• Set task: Please write out every one of the records below, reproducing each line without any change.
** begin Supplied data **
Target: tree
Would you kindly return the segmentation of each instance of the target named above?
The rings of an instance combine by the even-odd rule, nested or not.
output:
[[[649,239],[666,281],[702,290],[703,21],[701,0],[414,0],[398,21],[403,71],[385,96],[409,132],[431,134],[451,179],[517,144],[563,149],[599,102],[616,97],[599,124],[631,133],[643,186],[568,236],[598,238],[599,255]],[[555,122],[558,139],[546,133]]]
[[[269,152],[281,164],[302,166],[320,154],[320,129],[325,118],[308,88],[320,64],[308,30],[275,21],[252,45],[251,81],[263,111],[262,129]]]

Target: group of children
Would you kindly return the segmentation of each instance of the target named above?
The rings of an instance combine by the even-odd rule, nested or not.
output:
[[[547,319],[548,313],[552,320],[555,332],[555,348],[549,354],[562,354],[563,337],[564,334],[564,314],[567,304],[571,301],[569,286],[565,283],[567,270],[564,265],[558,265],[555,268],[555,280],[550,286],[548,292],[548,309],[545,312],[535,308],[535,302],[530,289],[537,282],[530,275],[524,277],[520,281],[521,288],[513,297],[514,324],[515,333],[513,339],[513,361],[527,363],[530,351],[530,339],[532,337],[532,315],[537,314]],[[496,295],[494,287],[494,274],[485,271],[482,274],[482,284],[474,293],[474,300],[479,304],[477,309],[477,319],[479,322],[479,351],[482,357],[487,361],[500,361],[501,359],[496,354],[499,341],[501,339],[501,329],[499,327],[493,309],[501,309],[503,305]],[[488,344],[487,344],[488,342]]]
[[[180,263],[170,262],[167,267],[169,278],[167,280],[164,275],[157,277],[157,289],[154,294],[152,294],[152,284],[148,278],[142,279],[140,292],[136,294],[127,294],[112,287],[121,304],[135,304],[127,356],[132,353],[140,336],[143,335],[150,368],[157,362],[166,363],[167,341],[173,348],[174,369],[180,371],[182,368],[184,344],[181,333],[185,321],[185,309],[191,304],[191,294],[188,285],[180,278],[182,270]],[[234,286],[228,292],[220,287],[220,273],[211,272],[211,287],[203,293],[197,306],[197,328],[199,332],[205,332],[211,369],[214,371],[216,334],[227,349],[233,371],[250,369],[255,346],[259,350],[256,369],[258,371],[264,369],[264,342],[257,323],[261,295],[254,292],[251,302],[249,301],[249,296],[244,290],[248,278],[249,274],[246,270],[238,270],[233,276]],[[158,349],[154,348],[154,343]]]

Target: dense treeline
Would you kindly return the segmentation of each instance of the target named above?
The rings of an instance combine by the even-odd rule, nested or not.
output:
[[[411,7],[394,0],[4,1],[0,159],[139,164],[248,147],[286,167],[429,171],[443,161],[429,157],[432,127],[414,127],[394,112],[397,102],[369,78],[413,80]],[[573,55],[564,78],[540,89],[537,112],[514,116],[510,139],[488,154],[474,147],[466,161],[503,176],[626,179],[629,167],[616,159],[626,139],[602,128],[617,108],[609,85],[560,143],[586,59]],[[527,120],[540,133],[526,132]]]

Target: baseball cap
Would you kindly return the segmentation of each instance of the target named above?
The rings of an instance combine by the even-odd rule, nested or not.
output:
** end Supplied data **
• Task output:
Target: tree
Would you kindly return the segmentation of each instance of the target named above?
The rings of an instance combine by the even-odd rule, nested or not.
output:
[[[649,239],[666,281],[702,290],[703,21],[701,0],[414,0],[398,21],[403,71],[385,96],[409,132],[431,134],[451,179],[517,144],[563,149],[599,102],[616,97],[599,124],[631,133],[643,186],[568,236],[598,238],[599,255]],[[555,122],[558,139],[546,133]]]
[[[269,152],[281,164],[302,166],[320,154],[320,129],[325,118],[308,88],[320,64],[308,30],[275,21],[252,45],[251,81],[263,111],[262,129]]]

Target: group of children
Would you kindly return the segmentation of each instance of the target named above?
The rings of an instance combine by the even-odd rule, nested or not.
output:
[[[547,319],[548,313],[552,320],[555,332],[555,348],[549,354],[562,354],[563,337],[564,334],[564,314],[567,304],[571,301],[569,286],[565,283],[567,270],[564,265],[558,265],[555,268],[555,280],[550,286],[548,292],[548,309],[545,312],[535,308],[535,302],[530,289],[537,282],[530,275],[524,277],[520,281],[521,288],[513,297],[514,324],[515,333],[513,339],[513,361],[527,363],[530,351],[530,339],[532,337],[532,315],[537,314]],[[496,295],[494,287],[494,274],[485,271],[482,274],[482,284],[474,293],[474,300],[479,304],[477,309],[477,319],[479,322],[479,351],[482,357],[487,361],[500,361],[501,359],[496,354],[499,341],[501,339],[501,329],[499,327],[493,309],[501,309],[503,305]],[[488,344],[487,344],[488,342]]]
[[[180,263],[170,262],[167,267],[169,278],[167,280],[164,275],[157,277],[157,289],[154,294],[152,294],[152,284],[148,278],[142,279],[140,292],[136,294],[127,294],[112,287],[121,304],[135,304],[127,356],[132,353],[140,336],[143,335],[150,368],[157,362],[166,363],[167,341],[173,348],[174,369],[180,371],[182,368],[184,344],[181,333],[185,321],[185,309],[191,304],[191,294],[188,285],[180,278],[182,270]],[[234,286],[228,292],[220,287],[220,273],[211,272],[211,287],[203,293],[197,306],[197,328],[199,332],[205,332],[211,369],[214,371],[216,334],[227,349],[233,371],[250,369],[255,346],[259,350],[256,369],[258,371],[264,369],[264,342],[257,323],[261,295],[254,292],[251,302],[249,301],[249,296],[244,290],[248,278],[249,274],[246,270],[238,270],[233,276]],[[158,349],[154,348],[154,343]]]

Target: dense treeline
Would you kindly return the segmentation of each instance of the target named above?
The rings of an instance combine by the even-odd rule, nested or not.
output:
[[[411,7],[394,0],[4,1],[0,159],[139,164],[248,147],[286,167],[429,171],[443,161],[429,157],[432,127],[414,127],[394,112],[397,102],[369,78],[413,80]],[[573,55],[564,78],[540,89],[537,112],[514,116],[510,139],[488,154],[474,147],[466,161],[503,176],[626,179],[629,167],[616,159],[626,139],[602,128],[617,108],[609,85],[560,143],[586,59]],[[527,120],[540,133],[526,132]]]

Target: baseball cap
Would you kindly return the segmentation of each instance of the target named above?
The rings of an instance combine by the even-odd rule, nested or not.
output:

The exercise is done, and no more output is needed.